* What to produce *
Look in the data below for the line that contains "Category: blue sky". Copy that line and the remaining lines exactly.

##### Records shown

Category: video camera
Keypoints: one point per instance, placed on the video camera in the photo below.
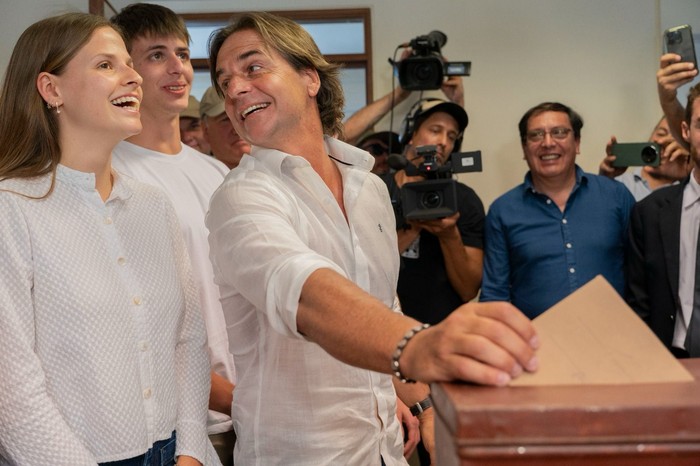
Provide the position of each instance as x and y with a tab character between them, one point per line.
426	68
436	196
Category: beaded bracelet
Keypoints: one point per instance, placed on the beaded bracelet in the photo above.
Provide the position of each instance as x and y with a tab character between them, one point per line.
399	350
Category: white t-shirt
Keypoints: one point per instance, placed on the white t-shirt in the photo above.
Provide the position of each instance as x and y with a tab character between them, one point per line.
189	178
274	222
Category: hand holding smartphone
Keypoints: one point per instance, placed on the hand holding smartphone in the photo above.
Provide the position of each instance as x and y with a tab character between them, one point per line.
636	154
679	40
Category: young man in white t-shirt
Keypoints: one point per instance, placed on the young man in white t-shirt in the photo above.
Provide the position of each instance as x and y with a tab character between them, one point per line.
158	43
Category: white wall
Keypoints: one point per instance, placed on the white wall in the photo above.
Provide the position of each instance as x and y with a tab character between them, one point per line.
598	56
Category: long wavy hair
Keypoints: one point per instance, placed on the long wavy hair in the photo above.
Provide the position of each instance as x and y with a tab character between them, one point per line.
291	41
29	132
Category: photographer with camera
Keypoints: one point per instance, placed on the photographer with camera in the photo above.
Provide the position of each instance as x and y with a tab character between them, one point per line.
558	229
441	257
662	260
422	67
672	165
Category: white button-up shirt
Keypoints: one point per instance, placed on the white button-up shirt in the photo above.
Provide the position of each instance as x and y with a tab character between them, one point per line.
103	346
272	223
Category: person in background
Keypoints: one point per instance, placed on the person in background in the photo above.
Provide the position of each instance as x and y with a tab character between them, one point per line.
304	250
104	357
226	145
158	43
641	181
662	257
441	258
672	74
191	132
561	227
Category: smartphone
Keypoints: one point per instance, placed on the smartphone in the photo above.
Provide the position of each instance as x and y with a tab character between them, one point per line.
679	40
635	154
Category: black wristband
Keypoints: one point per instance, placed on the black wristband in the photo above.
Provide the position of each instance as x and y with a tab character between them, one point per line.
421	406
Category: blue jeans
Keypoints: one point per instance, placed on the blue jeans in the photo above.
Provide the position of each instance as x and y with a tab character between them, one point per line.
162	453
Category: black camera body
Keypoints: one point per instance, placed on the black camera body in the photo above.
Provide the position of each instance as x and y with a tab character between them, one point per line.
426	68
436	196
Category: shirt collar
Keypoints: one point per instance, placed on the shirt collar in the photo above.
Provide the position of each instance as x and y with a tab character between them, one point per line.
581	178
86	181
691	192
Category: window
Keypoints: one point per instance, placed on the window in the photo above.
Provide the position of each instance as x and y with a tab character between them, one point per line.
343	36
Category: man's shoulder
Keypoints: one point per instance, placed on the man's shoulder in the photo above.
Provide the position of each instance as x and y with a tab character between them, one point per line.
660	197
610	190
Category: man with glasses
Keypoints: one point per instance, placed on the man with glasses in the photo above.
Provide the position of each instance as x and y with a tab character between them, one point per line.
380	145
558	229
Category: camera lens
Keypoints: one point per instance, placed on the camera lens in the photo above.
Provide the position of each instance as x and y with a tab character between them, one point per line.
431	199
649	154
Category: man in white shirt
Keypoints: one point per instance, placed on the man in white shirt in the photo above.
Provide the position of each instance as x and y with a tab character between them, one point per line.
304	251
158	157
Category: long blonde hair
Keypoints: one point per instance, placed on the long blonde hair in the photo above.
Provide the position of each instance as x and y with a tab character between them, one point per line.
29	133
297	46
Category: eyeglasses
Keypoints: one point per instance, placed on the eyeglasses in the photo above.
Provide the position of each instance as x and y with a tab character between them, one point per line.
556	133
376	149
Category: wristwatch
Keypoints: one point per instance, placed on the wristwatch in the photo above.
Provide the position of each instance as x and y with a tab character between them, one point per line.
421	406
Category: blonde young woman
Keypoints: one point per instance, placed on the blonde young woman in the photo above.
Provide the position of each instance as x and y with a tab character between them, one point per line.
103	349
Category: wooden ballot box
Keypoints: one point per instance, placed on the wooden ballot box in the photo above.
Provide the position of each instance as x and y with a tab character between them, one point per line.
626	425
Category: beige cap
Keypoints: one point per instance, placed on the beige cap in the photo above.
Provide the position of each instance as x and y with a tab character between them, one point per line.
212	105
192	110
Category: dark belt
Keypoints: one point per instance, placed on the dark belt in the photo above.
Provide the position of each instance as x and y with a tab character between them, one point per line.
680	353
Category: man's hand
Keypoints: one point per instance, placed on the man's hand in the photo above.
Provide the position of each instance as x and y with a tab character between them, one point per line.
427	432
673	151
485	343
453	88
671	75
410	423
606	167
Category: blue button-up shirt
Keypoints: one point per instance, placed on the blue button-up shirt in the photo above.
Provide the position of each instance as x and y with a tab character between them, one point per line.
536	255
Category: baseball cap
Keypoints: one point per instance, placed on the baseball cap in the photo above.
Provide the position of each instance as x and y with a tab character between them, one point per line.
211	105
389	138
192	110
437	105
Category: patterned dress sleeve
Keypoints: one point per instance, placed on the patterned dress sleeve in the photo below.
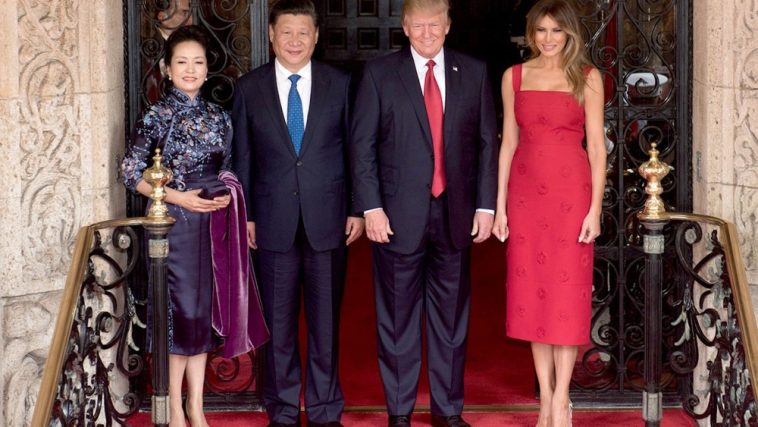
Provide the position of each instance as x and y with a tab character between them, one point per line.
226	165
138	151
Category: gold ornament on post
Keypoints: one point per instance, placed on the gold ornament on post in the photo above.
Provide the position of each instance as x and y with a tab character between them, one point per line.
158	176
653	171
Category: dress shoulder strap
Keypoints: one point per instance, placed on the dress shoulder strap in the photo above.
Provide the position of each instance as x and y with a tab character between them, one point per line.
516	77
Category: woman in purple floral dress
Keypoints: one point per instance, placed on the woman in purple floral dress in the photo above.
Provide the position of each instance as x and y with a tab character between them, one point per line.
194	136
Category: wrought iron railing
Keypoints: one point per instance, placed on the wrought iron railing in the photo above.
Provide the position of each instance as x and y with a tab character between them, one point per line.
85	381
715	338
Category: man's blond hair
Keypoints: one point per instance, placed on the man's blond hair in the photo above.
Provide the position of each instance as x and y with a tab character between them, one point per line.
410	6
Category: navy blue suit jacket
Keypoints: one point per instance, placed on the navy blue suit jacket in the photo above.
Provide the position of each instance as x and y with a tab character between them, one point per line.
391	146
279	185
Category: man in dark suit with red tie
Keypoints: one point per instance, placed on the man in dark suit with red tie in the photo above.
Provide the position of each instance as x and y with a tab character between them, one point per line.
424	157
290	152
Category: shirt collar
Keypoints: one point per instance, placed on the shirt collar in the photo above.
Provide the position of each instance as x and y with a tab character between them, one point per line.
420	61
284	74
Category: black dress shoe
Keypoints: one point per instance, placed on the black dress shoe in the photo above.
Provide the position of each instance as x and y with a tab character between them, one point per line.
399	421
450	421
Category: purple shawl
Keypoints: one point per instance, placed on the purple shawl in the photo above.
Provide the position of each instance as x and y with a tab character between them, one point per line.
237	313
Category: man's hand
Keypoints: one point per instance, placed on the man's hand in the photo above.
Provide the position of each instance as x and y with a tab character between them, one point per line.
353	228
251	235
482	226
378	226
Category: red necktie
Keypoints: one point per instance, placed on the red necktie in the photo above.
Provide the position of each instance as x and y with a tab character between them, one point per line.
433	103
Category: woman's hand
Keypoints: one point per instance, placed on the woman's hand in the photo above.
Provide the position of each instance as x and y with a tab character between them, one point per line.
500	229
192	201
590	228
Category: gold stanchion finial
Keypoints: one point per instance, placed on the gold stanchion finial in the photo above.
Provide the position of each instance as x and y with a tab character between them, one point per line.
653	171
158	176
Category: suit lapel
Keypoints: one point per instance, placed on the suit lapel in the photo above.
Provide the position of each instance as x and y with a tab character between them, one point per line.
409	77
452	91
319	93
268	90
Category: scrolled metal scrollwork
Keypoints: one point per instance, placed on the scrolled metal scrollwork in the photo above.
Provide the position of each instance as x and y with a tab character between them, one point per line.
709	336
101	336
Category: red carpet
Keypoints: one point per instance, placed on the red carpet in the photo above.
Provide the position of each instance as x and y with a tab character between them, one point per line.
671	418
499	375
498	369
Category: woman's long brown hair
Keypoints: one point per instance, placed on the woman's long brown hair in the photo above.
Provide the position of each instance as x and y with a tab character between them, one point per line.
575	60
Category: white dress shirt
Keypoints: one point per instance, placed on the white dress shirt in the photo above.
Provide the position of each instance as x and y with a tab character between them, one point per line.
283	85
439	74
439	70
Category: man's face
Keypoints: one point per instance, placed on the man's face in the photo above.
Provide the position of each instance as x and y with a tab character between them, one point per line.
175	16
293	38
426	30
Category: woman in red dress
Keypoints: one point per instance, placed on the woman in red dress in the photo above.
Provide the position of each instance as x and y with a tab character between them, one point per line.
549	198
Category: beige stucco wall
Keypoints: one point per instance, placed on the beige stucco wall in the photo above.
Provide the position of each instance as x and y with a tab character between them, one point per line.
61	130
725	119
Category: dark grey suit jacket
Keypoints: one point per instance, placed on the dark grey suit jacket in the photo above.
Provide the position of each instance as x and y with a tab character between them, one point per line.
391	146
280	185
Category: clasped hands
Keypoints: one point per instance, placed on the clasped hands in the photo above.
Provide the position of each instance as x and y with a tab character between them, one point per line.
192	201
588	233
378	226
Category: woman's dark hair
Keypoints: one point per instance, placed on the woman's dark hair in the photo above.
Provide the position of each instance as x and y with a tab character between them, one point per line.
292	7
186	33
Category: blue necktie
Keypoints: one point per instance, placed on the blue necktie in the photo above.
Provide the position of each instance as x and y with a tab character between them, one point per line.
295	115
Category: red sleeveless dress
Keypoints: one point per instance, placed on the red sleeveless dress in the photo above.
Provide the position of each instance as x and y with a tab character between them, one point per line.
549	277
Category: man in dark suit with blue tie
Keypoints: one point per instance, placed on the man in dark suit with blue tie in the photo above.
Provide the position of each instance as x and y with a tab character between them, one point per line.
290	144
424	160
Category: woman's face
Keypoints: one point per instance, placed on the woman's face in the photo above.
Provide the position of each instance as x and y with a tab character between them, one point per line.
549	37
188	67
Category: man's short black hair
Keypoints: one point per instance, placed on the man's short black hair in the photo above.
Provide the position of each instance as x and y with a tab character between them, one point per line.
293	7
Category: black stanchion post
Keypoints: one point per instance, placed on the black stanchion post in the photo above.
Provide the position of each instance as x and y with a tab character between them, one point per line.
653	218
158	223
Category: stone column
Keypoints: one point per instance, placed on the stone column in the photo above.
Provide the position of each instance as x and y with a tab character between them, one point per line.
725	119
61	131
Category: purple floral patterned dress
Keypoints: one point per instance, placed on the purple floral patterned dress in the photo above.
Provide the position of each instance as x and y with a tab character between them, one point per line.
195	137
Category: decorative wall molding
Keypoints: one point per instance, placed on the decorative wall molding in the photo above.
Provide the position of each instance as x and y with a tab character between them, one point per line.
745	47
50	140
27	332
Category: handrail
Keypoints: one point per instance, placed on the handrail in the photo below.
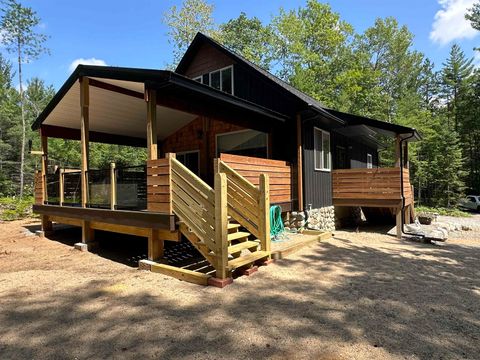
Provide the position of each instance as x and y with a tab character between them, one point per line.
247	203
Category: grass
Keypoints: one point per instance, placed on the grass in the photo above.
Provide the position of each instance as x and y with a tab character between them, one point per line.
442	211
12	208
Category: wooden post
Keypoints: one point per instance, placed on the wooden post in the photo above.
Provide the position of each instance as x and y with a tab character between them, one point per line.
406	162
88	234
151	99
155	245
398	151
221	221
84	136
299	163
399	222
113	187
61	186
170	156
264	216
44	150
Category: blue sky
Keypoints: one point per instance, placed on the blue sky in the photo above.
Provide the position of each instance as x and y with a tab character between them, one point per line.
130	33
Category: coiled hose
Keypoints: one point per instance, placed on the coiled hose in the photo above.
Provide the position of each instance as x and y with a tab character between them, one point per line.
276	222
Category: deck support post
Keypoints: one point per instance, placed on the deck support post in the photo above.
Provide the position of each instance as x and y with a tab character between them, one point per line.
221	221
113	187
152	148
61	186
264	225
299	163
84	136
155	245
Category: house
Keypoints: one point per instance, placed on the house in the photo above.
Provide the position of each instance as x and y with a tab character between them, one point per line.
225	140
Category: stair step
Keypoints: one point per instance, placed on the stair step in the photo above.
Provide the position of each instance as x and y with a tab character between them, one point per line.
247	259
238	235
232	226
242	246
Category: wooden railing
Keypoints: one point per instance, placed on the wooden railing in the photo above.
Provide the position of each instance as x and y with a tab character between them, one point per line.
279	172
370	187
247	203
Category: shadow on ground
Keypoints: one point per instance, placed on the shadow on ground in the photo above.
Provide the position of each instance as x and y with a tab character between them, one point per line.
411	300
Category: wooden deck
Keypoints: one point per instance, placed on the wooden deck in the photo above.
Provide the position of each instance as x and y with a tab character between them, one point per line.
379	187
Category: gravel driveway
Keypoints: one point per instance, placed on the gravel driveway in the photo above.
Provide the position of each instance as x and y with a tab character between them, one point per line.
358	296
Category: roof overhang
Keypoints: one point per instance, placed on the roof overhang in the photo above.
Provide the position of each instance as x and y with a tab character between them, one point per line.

##########

* Response for this exercise *
Category: blue sky
Keypoints: one point per instance, placed on the blue sky in the photo above.
Provide the position of each instance as x and y with a tab character between them, one point per line.
130	33
Category: coiled hose
Keypoints: one point per instance, placed on the coiled hose in the photo above.
Provide the position of each instance as x and y with a tab character between them, one point per line.
276	222
Category: deck support post
Keypoints: one point per instance, placed on the deck support post in the photo above.
Provide the position of each instance as x and y with a tab character between them, one point per line.
221	221
113	187
152	148
61	186
264	225
299	163
84	136
155	245
Category: house
Keypoints: one point per instance, placed on the house in the photo above.
Provide the position of each instance as x and y with a tab character between them, one point per line.
225	140
Category: stair step
Keypoints: one point per instance, placed on the stair step in the photo above.
Provide the position of each instance as x and y with a tab character between them, one point per line.
247	259
238	235
232	226
242	246
Category: wooden railing
Keypoints: one point per instance, placed on the wooden railing in the photo above.
Provide the position of each instance as x and y with a tab character between them, one point per line.
279	172
370	187
247	203
Category: shadow on ground
Keypoints: one point per instance, placed on the shadow on ground in the photo above.
Provide the position of each instance as x and y with a tab character between them, one point per line.
411	300
Category: wooden deck
Keypoints: one point per instance, placed on the wooden deck in the photo above.
Provide the position of each instance as x and y with a tab character between them, one point per line.
379	187
Category: gravel driveway
Keypoints: one point per instance, placed on the gravel driveway in the photo above.
Provide the position of each instance as x and y with a tab character between them, one point per line.
358	296
Category: roof overhang
Keypoints: one point per instance, placed on the roof overhang in the photo above.
Provide the position of each instance as x and y with a tab character between them, one point per line.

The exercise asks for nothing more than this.